The chemical, better known as BPA, is used to make hard plastic containers and metal can linings.
"Based on the overall weight of evidence, the findings of the previous assessment remain unchanged and Health Canada's Food Directorate continues to conclude that current dietary exposure to BPA through food packaging uses is not expected to pose a health risk to the general population, including newborns and young children," Health Canada's Bureau of Chemical Safety wrote in its report.
"To be clear, no assessment is ever 'final,'" the agency said in a statement. "Health Canada will continue to monitor the latest information around exposure to BPA and the safety of its use as a food packaging material."
BPA made headlines in 2008 when it was found to leach out of plastic when heated. Studies by the Canadian government at the time concluded the chemical was "not expected to pose a health risk to the general population, including newborns and young children."
Two years later, however, the country declared the chemical "toxic" and banned it from baby bottles on the basis that, when heated, they might leach levels of BPA that are harmful to infants.
"Canada was the first country in the world to take action on bisphenol A by proposing a series of measures to reduce BPA exposure to newborns and infants," Health Canada said. "It is important to note that this action was taken on a precautionary basis due to the uncertainty raised in some experimental studies relating to the potential effects of low levels of bisphenol A."
But the precautionary move set off a chain reaction. Under consumer pressure, U.S. companies voluntarily pulled BPA from baby bottles and sippy cups. And the U.S. Food and Drug Administration made the ban official in June, even though the human health risks of dietary BPA exposure remain unclear.
"The FDA ban of BPA in baby bottles is not based on definitive scientific studies," said Dr. Robert Brent, professor of pediatrics, radiology and pathology at Thomas Jefferson University in Philadelphia. "The country is bordering on lunacy from the exaggerated fear of chemicals."

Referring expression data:
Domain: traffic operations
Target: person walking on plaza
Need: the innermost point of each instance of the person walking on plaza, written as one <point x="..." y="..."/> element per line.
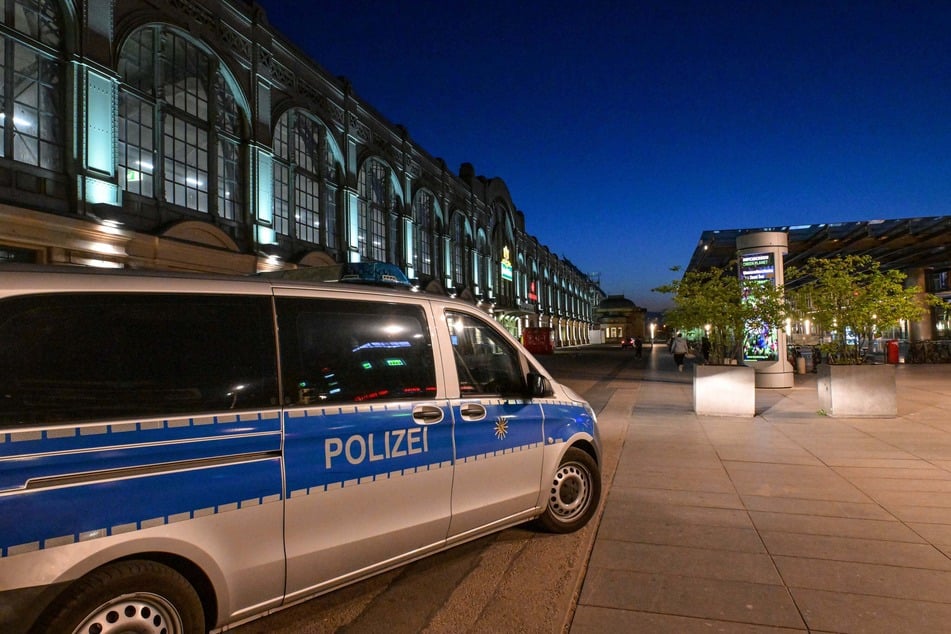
<point x="679" y="347"/>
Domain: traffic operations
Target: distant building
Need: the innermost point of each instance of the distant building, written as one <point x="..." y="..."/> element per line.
<point x="189" y="135"/>
<point x="919" y="247"/>
<point x="619" y="317"/>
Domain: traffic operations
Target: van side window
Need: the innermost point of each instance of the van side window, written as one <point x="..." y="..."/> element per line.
<point x="354" y="351"/>
<point x="485" y="362"/>
<point x="99" y="356"/>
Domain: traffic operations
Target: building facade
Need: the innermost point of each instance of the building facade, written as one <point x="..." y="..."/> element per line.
<point x="189" y="135"/>
<point x="918" y="247"/>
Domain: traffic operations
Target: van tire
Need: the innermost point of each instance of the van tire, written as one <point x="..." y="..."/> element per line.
<point x="574" y="493"/>
<point x="135" y="595"/>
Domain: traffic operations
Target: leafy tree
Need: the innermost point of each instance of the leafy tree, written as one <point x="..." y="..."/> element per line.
<point x="852" y="299"/>
<point x="732" y="308"/>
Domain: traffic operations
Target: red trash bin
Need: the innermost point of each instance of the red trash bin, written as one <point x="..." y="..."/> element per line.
<point x="891" y="351"/>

TASK INSTRUCTIONS —
From the BPA article, write out the passage that opens with the words "Two years later, however, the" and closes with "harmful to infants.".

EXPECTED ANSWER —
Two years later, however, the country declared the chemical "toxic" and banned it from baby bottles on the basis that, when heated, they might leach levels of BPA that are harmful to infants.